____ Listed records
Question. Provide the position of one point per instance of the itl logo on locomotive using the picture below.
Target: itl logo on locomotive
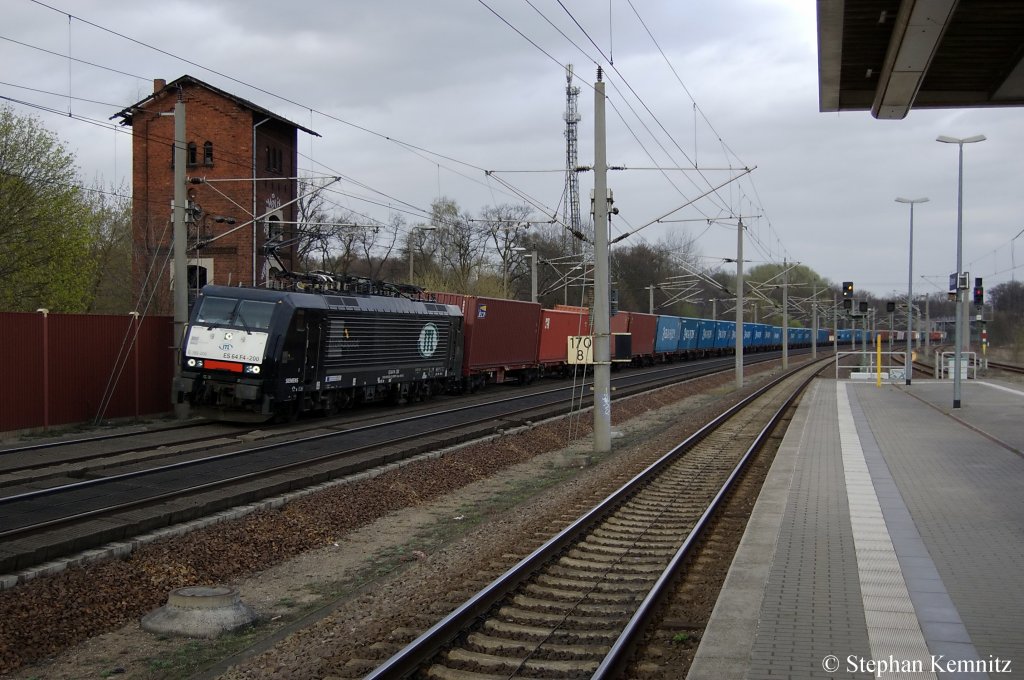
(428, 340)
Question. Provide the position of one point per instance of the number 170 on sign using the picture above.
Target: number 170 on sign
(581, 349)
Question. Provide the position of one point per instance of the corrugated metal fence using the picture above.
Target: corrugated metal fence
(62, 369)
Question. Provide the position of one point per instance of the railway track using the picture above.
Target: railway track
(1009, 368)
(53, 522)
(577, 605)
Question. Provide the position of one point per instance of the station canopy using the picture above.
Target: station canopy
(889, 56)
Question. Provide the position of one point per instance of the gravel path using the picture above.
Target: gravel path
(360, 566)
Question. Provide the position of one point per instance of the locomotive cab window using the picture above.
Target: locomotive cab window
(247, 314)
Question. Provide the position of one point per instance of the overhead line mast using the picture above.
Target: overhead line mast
(570, 211)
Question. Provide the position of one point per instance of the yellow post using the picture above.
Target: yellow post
(878, 363)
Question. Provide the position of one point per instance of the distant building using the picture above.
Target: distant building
(248, 158)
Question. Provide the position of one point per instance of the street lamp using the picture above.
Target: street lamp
(958, 340)
(909, 292)
(411, 232)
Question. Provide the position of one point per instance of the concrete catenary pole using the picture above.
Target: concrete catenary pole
(602, 354)
(785, 316)
(739, 304)
(180, 263)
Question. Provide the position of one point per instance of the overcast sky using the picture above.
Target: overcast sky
(457, 81)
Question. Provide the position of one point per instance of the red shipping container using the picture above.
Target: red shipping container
(556, 326)
(501, 335)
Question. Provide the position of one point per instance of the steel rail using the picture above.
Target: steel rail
(276, 469)
(427, 645)
(613, 664)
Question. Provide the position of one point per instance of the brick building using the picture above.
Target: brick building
(246, 158)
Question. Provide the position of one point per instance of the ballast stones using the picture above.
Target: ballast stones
(200, 611)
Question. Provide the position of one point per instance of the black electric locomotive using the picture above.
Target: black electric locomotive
(254, 353)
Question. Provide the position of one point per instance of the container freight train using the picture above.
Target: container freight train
(255, 354)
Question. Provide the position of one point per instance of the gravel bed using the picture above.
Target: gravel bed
(337, 572)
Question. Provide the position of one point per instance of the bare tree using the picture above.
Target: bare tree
(461, 246)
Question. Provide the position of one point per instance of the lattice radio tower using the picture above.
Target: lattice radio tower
(570, 211)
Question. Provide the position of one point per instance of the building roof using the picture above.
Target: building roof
(890, 56)
(128, 112)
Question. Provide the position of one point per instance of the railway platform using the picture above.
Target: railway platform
(888, 541)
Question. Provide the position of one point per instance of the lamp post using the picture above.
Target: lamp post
(909, 291)
(411, 232)
(958, 340)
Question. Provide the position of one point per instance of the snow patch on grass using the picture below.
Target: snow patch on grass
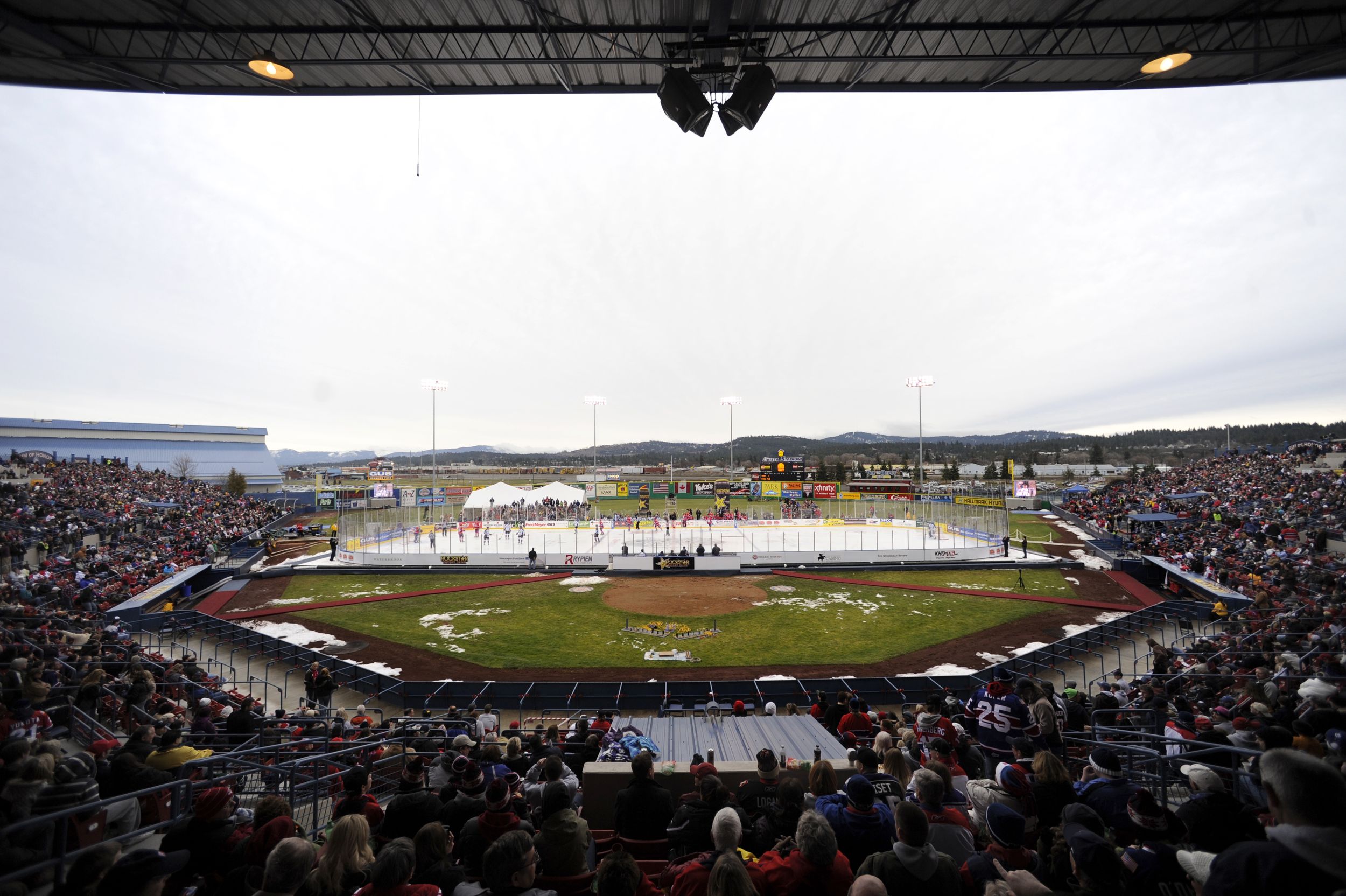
(383, 669)
(833, 600)
(448, 633)
(1100, 619)
(1089, 560)
(294, 633)
(948, 669)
________
Your job is to transcribe the entries above exactly; skip the pictures.

Question. Provide the position of one point per instance of the itl logo on locomotive using the picture below.
Target: itl logo on locomotive
(428, 340)
Question. Provide the position of one point per instance of the number 170 on sign using the picture above.
Target: number 170 on sign
(581, 349)
Question. Provide the position of one point per instance of the corrugated metal fence using the picture above.
Target: corrugated metal fence
(62, 369)
Question. Provide the position of one point per instance of the railway track using the picture above.
Target: railway track
(1009, 368)
(53, 522)
(577, 605)
Question. Provide the position of one point per instance of the station canopy using the picture above.
Target: station canopy
(889, 56)
Question. Provide the position of one point per instance of the gravel path using the picture above.
Target: gravel path
(360, 566)
Question. Provide the position of one point per instance of the locomotive cab window using the picture above.
Target: locomotive cab window
(247, 314)
Question. Provide the position of one point per instance of the overhead line mast using the picture above.
Target: overhead line mast
(570, 211)
Question. Provide the position of one point per instance of the yellow post using the picture above.
Target: yellow post
(878, 363)
Question. Provide the position of one point per instance of the distant building using the picture above.
Target: distant building
(248, 158)
Question. Provide the position of one point per instance of the street lamp using the picture above.
Target: street lamp
(958, 340)
(909, 292)
(411, 232)
Question. Provide the position of one point per instance of the concrete catenary pole using the picture above.
Target: concrete catenary pole
(602, 354)
(785, 316)
(739, 304)
(180, 263)
Question. Provide the position of one point per instance of the overcast sky using the picture above.
Target: overcast sky
(457, 81)
Question. Provide the position of one point per instance of the red shipping container using the picture above.
Target: red shipping container
(556, 326)
(501, 335)
Question. Provide the position of one point per instance of the steel rail using the picture above.
Target: steel rail
(276, 469)
(427, 645)
(613, 664)
Question. Provide the position of one point per instance of the brick building using the picture above.
Target: brick building
(246, 158)
Question. Provide the position of one point per instance of the ballast stones using the picture above.
Target: ballast stones
(200, 611)
Question. Provide the position of one point per instance of the black electric locomotive using the picture above.
Target: black electric locomotive
(254, 353)
Question. Provide the position of one point per instance of the container freight train using the picture above.
Target: container freight train
(255, 354)
Question. Provide the position of one point per instance of the gravel bed using the picture above.
Target: gravel bed
(337, 572)
Question. Provide the position of one point per instance of the bare tree using the picture above.
Target: bare tree
(461, 246)
Question. Provide the position of one point per instance of the lattice radio tower using the picture above.
Target: lattice radio tower
(570, 211)
Question. Provide the position of one point per instance of the building roof using the picture above.
Target: building roof
(890, 56)
(128, 112)
Question. Provide the position of one point per instance of the railway platform using the picture above.
Target: railway platform
(888, 541)
Question. Provide the position of one point per instance of the lamp post using the picture above.
Target: lamp post
(909, 291)
(411, 232)
(958, 340)
Question. Provide the position of one point per instance of the snow patch on grass using the picture below.
Target: snow patch on grass
(383, 669)
(833, 600)
(448, 633)
(1100, 619)
(1089, 560)
(294, 633)
(948, 669)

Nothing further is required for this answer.